[Start Information provided]
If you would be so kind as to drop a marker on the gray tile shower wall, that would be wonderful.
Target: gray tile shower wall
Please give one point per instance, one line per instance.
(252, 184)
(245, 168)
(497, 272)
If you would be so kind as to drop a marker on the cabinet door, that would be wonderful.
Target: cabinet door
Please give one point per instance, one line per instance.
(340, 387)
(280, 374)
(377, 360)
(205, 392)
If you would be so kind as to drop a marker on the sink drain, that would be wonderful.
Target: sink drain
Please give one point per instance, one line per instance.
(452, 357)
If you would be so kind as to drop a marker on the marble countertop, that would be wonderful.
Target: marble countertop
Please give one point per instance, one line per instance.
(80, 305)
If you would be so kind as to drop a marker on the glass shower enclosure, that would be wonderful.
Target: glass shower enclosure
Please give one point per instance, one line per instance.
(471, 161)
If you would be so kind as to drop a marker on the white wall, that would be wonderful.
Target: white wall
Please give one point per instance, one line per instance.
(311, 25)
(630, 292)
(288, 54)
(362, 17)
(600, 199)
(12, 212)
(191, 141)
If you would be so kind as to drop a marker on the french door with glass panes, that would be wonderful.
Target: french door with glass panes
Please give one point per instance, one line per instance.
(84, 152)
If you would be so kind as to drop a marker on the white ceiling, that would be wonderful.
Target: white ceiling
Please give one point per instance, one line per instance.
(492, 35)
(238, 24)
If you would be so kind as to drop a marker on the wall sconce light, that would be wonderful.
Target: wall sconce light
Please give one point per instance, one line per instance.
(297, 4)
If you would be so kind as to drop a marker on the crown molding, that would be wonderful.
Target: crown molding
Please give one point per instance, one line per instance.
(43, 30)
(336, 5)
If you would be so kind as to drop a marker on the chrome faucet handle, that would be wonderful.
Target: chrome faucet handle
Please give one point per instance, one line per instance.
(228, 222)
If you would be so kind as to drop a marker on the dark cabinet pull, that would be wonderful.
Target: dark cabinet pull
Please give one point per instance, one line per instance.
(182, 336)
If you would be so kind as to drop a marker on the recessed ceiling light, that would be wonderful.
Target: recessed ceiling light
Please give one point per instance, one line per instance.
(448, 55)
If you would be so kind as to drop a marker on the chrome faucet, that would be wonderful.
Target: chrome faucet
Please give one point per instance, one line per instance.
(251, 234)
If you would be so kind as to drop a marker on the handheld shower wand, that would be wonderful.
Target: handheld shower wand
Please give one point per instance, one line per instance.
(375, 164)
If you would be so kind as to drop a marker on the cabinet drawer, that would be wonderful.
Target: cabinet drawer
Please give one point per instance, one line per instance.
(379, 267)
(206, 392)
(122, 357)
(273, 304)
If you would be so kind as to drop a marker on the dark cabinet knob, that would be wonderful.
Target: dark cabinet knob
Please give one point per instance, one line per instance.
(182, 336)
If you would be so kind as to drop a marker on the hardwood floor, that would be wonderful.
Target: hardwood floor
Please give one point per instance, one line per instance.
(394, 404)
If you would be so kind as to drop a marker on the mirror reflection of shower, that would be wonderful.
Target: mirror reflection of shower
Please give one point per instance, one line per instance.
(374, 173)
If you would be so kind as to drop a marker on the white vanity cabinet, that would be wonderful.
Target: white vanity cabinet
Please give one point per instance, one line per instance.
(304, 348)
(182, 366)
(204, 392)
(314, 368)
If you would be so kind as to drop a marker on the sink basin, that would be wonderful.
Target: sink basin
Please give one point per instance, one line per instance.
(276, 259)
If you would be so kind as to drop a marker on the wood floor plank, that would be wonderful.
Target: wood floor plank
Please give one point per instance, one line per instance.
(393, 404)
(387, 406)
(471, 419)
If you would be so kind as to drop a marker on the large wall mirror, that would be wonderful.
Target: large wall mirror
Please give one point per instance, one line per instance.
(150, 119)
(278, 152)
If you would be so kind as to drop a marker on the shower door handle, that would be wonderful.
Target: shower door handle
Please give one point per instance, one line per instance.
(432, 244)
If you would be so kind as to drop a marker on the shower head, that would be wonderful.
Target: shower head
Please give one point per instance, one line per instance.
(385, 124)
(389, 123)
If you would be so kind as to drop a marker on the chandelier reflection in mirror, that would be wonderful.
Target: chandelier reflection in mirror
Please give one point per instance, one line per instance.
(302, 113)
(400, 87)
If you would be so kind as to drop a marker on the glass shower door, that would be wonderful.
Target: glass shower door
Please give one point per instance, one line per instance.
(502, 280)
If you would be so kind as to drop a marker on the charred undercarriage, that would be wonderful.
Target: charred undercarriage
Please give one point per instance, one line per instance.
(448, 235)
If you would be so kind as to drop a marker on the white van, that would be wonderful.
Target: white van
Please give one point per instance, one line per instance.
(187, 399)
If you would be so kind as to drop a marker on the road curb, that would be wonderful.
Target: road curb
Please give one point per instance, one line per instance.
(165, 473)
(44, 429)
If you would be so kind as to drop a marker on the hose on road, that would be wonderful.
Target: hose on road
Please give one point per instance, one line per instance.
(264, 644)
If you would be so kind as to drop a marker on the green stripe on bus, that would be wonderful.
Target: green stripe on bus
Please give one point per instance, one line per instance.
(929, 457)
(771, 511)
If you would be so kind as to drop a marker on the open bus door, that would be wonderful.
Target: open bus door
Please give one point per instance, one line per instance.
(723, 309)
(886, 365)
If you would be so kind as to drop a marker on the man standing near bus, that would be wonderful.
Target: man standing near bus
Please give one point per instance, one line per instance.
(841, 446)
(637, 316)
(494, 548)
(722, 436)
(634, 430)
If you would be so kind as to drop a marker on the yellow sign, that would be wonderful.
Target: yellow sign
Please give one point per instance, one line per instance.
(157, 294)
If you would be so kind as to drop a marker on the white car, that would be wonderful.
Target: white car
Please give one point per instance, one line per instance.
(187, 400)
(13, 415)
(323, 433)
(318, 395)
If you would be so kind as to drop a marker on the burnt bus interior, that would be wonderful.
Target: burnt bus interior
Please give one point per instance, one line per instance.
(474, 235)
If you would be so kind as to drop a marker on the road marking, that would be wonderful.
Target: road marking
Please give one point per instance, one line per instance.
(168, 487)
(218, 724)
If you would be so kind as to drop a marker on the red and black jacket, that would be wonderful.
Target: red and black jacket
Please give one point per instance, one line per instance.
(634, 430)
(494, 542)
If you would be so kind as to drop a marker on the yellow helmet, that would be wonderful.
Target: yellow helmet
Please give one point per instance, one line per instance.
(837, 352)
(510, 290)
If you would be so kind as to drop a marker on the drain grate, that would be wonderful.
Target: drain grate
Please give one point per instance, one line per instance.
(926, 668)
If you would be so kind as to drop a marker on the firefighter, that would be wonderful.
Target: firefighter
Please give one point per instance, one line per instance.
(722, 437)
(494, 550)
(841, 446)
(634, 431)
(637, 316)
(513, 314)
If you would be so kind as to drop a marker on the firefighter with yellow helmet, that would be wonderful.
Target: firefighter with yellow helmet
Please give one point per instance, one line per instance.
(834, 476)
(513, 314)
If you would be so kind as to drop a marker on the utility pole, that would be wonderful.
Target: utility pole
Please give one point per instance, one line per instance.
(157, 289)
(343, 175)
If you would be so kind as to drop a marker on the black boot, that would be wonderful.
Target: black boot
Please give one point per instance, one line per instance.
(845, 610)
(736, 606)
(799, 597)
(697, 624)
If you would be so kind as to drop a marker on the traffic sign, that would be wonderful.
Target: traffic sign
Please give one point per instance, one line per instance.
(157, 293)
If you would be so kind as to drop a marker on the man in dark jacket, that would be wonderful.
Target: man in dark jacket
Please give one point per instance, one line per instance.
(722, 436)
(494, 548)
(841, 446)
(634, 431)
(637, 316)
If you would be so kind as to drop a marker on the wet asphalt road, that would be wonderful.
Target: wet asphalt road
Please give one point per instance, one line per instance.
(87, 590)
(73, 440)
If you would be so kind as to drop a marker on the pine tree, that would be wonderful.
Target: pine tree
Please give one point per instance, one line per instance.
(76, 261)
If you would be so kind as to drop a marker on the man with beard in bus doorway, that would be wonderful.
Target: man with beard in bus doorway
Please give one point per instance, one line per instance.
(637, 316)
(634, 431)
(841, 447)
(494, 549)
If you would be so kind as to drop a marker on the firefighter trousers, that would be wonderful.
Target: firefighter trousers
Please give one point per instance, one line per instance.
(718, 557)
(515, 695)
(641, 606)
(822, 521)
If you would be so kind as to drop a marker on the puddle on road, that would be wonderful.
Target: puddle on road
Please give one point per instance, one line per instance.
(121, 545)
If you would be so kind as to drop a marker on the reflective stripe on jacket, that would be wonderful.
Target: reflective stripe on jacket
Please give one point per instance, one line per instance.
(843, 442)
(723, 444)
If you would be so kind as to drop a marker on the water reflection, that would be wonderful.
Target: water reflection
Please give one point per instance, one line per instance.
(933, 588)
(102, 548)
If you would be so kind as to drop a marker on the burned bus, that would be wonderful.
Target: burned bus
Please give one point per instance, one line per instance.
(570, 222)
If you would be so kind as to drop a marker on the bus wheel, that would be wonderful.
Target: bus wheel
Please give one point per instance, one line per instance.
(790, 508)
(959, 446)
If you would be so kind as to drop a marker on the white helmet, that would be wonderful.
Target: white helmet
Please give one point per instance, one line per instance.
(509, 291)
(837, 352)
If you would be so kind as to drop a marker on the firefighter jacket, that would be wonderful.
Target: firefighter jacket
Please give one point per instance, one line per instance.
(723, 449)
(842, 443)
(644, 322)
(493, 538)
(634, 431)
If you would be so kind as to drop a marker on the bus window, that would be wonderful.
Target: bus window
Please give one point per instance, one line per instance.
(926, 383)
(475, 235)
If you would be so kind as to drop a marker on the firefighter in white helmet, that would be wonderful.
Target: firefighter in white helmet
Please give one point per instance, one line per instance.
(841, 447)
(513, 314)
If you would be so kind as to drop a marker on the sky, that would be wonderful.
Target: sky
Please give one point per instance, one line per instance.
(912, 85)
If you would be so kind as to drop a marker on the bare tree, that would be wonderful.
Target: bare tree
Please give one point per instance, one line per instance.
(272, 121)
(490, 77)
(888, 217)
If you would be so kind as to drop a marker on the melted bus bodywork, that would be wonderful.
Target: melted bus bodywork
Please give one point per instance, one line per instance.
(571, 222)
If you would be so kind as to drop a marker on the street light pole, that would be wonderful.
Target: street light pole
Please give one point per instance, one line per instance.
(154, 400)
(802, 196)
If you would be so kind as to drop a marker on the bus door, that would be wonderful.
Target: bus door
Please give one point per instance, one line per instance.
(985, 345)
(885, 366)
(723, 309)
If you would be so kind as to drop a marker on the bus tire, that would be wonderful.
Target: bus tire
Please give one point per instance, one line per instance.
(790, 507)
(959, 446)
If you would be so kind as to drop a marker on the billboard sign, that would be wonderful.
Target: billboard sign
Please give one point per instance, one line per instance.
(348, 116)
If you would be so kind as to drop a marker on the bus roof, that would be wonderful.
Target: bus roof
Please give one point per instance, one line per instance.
[End Information provided]
▸ **To be done**: Output the line containing "the bus door, that would be wonderful." and all lines after it to the end of the records, exactly as given.

▸ **Correct result**:
If you would be so kind as to drop a marker on the bus door, that would be wonderful.
Target: bus door
Please give one point per instance, one line per instance.
(985, 345)
(885, 366)
(723, 309)
If you would be so kind as to drop a marker on the bus tire, that would be wonderful.
Target: bus tire
Please give one point per instance, one line per instance.
(790, 507)
(959, 446)
If you would be so kind as to drop a marker on the billboard sign, that would be wonderful.
Target: billboard sign
Please give one point per instance, one line per instance.
(348, 116)
If you would be so kind as to drop a marker on the bus roof, that would be wonderful.
Target: bus roof
Please give one point per instance, one line per instance.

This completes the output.